- REQUIRED WORK -
Reproduce verbatim the stretch of the Sturgis rally text from "This year over" through "is likely underestimated.".

Sturgis Yet Again

I can not believe that I have to report about another 10 day Sturgis, South Dakota super spreader event. This is a clear indicator that I have had to document this pandemic for over a year.

This year over 700,000 bikers are expected to arrive in this small South Dakota town to infect one another and then return too their friends and family all over the country to spread the virus.

In Meade County South Dakota, where Sturgis is, only 37% of the population has received at least one dose of the coronavirus vaccine, leaving plenty of unvaccinated fuel for the Delta variant to burn through. A report by infectious disease experts from the US Centers for Disease Control and Prevention (CDC) and South Dakota health officials traced 649 Covid-19 cases around the country and at least one death to the 2020 rally. The report said the “true national impact” of the rally on the pandemic is likely underestimated.

- RECORD SET -
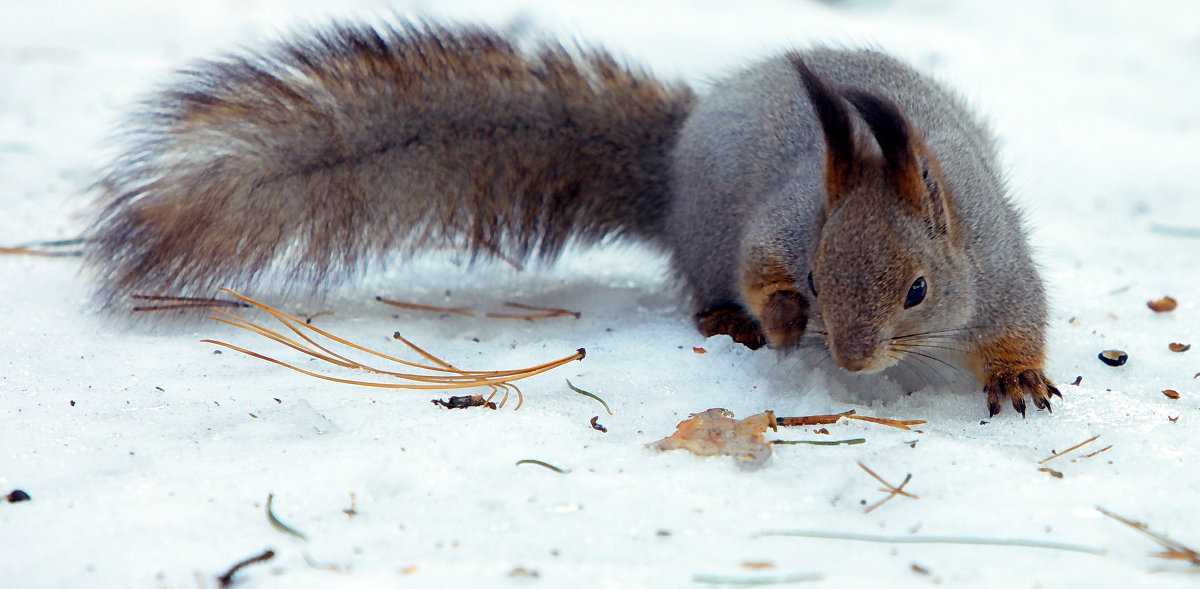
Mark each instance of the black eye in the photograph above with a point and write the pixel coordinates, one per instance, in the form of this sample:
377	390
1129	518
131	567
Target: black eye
916	293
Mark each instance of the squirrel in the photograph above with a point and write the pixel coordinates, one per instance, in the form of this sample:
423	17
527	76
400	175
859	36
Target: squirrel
829	194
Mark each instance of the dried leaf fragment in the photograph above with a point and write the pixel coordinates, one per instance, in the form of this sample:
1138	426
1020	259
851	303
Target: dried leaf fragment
1114	358
465	402
715	432
1163	305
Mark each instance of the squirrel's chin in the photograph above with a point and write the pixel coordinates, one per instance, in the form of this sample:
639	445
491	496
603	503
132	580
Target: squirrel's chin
870	365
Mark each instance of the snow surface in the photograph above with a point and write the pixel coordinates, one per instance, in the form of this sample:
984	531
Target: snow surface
149	457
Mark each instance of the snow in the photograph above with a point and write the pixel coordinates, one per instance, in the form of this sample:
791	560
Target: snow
149	457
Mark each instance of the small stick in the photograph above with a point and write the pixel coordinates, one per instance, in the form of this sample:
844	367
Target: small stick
227	578
431	308
889	422
529	317
851	442
545	310
1098	451
813	420
1089	440
1175	551
180	302
892	491
827	420
958	540
531	461
42	248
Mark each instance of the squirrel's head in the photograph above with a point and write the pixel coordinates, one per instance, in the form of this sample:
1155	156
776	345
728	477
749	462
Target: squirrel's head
887	274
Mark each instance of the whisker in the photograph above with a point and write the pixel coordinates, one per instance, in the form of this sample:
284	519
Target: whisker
931	368
943	362
906	346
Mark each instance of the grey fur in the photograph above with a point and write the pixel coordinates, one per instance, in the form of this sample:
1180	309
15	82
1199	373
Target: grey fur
336	149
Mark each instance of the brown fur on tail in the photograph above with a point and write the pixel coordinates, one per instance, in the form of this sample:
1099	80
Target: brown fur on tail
327	152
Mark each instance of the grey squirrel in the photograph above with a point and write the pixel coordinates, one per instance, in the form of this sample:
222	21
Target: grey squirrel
828	193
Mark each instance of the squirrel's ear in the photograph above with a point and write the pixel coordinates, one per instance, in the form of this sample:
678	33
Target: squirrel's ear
899	145
839	136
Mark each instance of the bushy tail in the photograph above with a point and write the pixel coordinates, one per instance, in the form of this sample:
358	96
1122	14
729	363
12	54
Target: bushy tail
330	151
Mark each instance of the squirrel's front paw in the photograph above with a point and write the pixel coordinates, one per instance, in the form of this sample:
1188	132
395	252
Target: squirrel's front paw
1015	385
732	320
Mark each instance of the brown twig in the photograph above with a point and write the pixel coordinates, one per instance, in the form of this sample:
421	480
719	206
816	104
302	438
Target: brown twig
892	491
227	578
53	248
1098	451
171	302
545	310
825	420
1175	551
1077	446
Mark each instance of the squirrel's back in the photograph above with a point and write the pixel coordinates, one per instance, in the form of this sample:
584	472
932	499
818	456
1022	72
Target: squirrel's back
325	152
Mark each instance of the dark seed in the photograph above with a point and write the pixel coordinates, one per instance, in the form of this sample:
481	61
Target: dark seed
1163	305
1114	358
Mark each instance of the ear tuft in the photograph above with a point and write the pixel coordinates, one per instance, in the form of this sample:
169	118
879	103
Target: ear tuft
834	116
898	143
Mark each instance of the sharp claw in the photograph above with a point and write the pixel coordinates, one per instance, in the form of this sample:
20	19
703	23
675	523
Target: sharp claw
1041	401
993	400
993	408
1019	402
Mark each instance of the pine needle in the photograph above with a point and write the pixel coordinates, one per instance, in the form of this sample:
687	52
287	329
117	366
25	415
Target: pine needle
586	394
1175	551
443	374
827	420
431	308
915	539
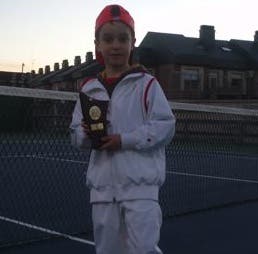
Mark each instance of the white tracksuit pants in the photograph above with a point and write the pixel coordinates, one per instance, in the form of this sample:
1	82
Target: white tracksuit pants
128	227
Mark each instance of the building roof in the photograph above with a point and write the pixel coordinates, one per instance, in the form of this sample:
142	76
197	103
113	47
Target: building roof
175	48
248	49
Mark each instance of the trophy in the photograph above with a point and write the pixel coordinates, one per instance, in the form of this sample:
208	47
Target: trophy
94	115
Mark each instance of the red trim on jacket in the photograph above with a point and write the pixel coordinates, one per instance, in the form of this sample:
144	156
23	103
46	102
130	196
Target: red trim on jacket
84	81
146	94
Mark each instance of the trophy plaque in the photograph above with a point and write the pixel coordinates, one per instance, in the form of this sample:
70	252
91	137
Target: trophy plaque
94	115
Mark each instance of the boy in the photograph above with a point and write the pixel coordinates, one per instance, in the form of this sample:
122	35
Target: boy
126	172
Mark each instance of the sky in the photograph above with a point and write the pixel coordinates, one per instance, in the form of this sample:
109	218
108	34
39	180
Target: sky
37	33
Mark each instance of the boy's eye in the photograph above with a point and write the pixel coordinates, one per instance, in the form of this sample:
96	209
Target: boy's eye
108	39
121	38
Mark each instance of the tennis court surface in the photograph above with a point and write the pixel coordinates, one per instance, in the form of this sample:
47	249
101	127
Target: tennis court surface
209	200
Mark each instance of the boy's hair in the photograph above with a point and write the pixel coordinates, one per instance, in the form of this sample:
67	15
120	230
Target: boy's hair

- PROBLEM SOLUTION -
This year over 700,000 bikers are expected to arrive in this small South Dakota town to infect one another and then return too their friends and family all over the country to spread the virus.

In Meade County South Dakota, where Sturgis is, only 37% of the population has received at least one dose of the coronavirus vaccine, leaving plenty of unvaccinated fuel for the Delta variant to burn through. A report by infectious disease experts from the US Centers for Disease Control and Prevention (CDC) and South Dakota health officials traced 649 Covid-19 cases around the country and at least one death to the 2020 rally. The report said the “true national impact” of the rally on the pandemic is likely underestimated.